• 练习目标: 能否一字不差地摘录下方节选段落中从“在模块 2 中讨论了归一化预测变量的重要性。”到“仅基于训练数据,计算每个预测变量的归一化参数 (均值和标准差)。”的这一段?
──────── 节选段落
第一个样本的数据,32 x 32 网格,4 个预测变量

predictor_matrix = validation_image_dict[utils.PREDICTOR_MATRIX_KEY][0, ...]
predictor_matrix.shape
(32, 32, 4)

预测变量名

predictor_names = validation_image_dict[utils.PREDICTOR_NAMES_KEY]
predictor_names
['reflectivity_dbz', 'temperature_kelvins', 'u_wind_m_s01', 'v_wind_m_s01']

提取温度数据,变量名 temperature_matrix_kelvins

temperature_matrix_kelvins = predictor_matrix[
    ..., predictor_names.index(utils.TEMPERATURE_NAME)
]
plt.figure(figsize=(10, 5))
plt.pcolormesh(temperature_matrix_kelvins)
plt.colorbar()
plt.title("temperature_matrix_kelvins for sample 1")
plt.show()

绘制图形

plot_many_predictors_with_barbs(
    predictor_matrix=predictor_matrix,
    predictor_names=predictor_names,
    min_colour_temp_kelvins=np.percentile(temperature_matrix_kelvins, 1),
    max_colour_temp_kelvins=np.percentile(temperature_matrix_kelvins, 99)
)
plt.show()

示例 2

绘制验证集的最强示例(未来涡度最大)。

target_matrix_s01 = validation_image_dict[utils.TARGET_MATRIX_KEY]
target_matrix_s01.shape
(25392, 32, 32)

查找最大值,获取样本索引

example_index = np.unravel_index(
    np.argmax(target_matrix_s01), 
    target_matrix_s01.shape
)[0]
example_index
5389

获取样本数据

predictor_matrix = validation_image_dict[utils.PREDICTOR_MATRIX_KEY][
    example_index, ...]
predictor_matrix.shape
(32, 32, 4)

提取温度数据

predictor_names = validation_image_dict[utils.PREDICTOR_NAMES_KEY]
temperature_matrix_kelvins = predictor_matrix[
    ..., predictor_names.index(utils.TEMPERATURE_NAME)
]

绘制图像

plot_many_predictors_with_barbs(
    predictor_matrix=predictor_matrix,
    predictor_names=predictor_names,
    min_colour_temp_kelvins=np.percentile(temperature_matrix_kelvins, 1),
    max_colour_temp_kelvins=np.percentile(temperature_matrix_kelvins, 99)
)

plt.show()

归一化

在模块 2 中讨论了归一化预测变量的重要性。 简要重申一下:

当有多个不同尺度的预测变量时,应将其归一化。 这样可以确保模型不会忽略较小比例的变量。

例如,如果模型以开尔文为单位的温度和单位为 kg kg^-1 的湿度进行训练,则模型可能会学会强调温度 (大约180-330 K),并忽略湿度 (大约0-0.02 kg kg^-1)。

实现

仅基于训练数据,计算每个预测变量的归一化参数 (均值和标准差)。

使用这些平均值和标准偏差对训练和验证集进行归一化。
────────────────
──────── 已存条目
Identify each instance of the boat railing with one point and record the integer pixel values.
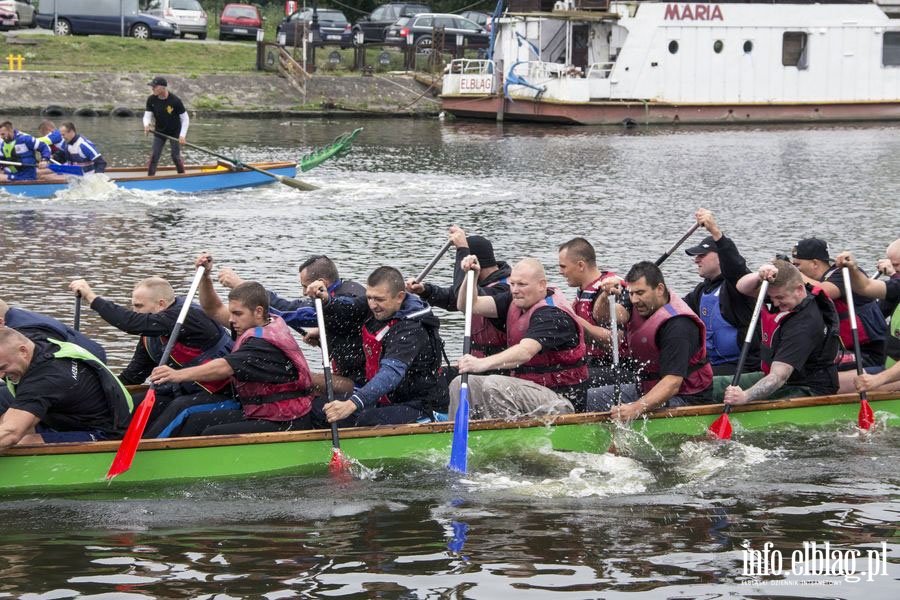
(600, 70)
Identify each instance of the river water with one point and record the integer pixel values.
(649, 522)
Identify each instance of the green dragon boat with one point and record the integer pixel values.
(83, 466)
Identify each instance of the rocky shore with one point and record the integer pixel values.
(59, 94)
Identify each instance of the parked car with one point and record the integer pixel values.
(480, 18)
(23, 9)
(103, 17)
(187, 14)
(422, 27)
(239, 20)
(333, 26)
(374, 27)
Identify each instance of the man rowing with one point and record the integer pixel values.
(155, 309)
(667, 342)
(266, 367)
(799, 338)
(810, 256)
(578, 265)
(545, 354)
(344, 339)
(403, 353)
(60, 393)
(725, 311)
(488, 335)
(20, 148)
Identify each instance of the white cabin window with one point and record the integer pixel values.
(793, 49)
(890, 53)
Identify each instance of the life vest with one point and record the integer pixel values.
(641, 336)
(722, 344)
(487, 339)
(17, 318)
(276, 401)
(117, 397)
(549, 368)
(183, 356)
(770, 322)
(584, 308)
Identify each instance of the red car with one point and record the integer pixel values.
(239, 21)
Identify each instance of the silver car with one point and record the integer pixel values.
(187, 14)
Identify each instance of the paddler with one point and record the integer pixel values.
(402, 349)
(799, 338)
(666, 341)
(61, 393)
(545, 354)
(155, 309)
(488, 335)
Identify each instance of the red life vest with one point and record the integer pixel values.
(549, 368)
(276, 401)
(641, 335)
(769, 323)
(372, 346)
(487, 340)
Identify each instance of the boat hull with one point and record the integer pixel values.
(76, 467)
(197, 178)
(655, 113)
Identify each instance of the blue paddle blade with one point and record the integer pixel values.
(67, 169)
(460, 447)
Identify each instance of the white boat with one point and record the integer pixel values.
(591, 62)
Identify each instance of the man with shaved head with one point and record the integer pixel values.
(154, 312)
(545, 354)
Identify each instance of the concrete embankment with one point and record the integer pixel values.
(59, 94)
────────────────
• 参考答案:
在模块 2 中讨论了归一化预测变量的重要性。 简要重申一下:

当有多个不同尺度的预测变量时,应将其归一化。 这样可以确保模型不会忽略较小比例的变量。

例如,如果模型以开尔文为单位的温度和单位为 kg kg^-1 的湿度进行训练,则模型可能会学会强调温度 (大约180-330 K),并忽略湿度 (大约0-0.02 kg kg^-1)。

实现

仅基于训练数据,计算每个预测变量的归一化参数 (均值和标准差)。